↓
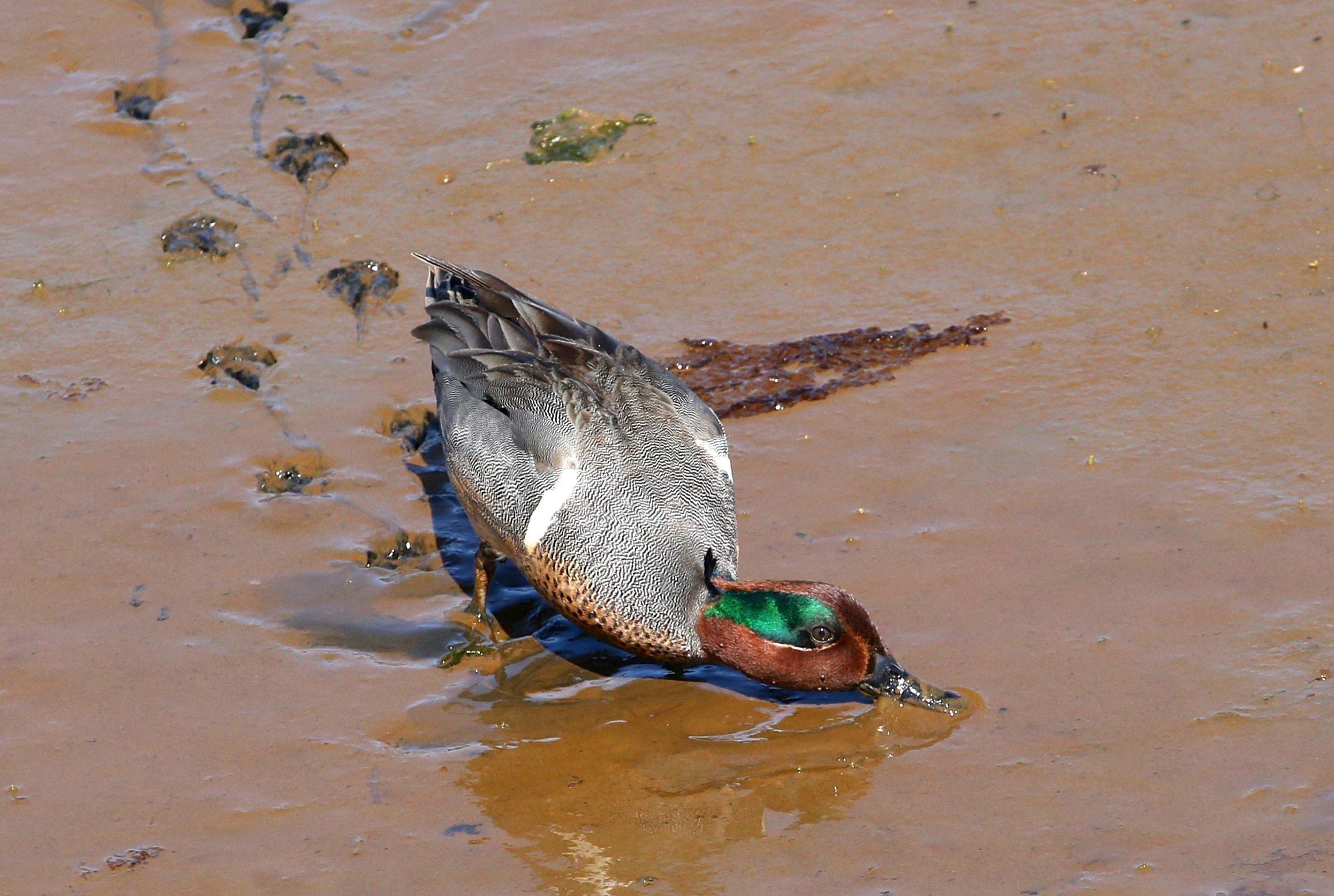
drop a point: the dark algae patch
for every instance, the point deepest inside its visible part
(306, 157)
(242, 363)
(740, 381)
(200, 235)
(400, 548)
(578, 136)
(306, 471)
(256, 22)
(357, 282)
↑
↓
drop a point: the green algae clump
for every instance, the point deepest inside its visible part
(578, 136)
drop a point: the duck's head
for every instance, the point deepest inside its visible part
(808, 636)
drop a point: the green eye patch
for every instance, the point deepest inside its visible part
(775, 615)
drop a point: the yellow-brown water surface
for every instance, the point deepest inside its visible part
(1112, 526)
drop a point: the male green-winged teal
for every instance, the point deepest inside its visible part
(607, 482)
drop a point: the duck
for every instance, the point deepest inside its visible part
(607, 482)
↑
What is being asked: Gather every line above that contains the word "algae", and copy each one as it appears.

Problem solution:
drop a point: the dark algae patch
drop a point: the green algae clump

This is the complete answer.